==== Working data
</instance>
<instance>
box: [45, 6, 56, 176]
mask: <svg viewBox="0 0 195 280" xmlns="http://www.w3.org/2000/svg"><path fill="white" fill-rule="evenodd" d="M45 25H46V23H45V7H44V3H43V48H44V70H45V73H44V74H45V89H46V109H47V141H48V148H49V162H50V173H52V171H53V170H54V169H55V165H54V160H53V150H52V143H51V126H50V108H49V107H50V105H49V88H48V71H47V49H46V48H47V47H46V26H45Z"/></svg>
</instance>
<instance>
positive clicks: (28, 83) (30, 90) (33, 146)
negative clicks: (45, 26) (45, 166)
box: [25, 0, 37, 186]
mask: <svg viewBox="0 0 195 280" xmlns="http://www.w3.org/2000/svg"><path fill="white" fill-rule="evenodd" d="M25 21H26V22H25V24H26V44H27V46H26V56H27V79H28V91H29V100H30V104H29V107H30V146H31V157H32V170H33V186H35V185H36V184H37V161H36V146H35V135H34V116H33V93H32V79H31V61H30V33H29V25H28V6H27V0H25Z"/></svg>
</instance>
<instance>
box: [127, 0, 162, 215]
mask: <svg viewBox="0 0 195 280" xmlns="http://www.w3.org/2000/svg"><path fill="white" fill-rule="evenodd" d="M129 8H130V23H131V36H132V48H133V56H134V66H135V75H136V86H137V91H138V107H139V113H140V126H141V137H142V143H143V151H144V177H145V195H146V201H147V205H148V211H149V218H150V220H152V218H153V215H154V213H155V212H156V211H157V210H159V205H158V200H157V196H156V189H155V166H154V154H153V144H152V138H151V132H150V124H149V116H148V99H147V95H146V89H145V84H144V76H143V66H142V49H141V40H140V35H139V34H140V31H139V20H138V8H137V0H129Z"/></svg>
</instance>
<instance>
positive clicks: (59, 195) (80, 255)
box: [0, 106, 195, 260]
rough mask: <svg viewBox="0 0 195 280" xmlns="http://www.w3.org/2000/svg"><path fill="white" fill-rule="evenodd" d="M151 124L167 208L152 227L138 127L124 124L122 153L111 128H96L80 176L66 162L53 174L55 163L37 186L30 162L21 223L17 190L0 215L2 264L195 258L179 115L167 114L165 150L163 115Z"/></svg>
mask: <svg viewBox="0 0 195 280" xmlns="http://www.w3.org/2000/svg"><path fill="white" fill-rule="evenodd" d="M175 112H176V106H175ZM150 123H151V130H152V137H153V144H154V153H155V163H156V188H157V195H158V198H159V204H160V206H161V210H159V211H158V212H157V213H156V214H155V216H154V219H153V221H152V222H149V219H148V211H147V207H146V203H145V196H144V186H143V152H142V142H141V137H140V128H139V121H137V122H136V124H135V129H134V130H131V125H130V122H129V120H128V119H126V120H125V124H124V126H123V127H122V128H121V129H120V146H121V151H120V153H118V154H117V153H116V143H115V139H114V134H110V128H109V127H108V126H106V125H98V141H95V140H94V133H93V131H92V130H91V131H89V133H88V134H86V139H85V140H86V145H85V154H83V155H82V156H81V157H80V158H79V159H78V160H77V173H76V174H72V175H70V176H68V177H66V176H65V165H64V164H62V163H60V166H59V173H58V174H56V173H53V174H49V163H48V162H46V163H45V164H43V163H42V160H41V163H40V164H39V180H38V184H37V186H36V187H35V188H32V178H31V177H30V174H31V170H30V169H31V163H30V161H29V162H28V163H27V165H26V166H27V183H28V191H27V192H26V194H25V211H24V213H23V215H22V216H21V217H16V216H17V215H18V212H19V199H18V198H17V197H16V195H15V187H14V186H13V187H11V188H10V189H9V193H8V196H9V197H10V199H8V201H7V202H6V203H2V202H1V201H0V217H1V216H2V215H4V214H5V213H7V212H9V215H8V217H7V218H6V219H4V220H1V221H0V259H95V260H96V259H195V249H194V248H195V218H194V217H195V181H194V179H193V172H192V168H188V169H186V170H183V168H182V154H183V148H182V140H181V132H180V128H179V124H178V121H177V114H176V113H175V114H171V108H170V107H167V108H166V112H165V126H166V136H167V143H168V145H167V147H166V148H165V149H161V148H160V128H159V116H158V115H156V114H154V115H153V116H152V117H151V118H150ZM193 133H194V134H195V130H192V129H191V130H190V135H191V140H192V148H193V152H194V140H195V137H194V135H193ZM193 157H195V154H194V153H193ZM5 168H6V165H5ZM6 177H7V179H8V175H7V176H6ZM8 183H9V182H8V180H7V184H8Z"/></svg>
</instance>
========
Problem description —
Find the lines in the records that include the string "clicks", and reply with how many there are, nothing more.

Task response —
3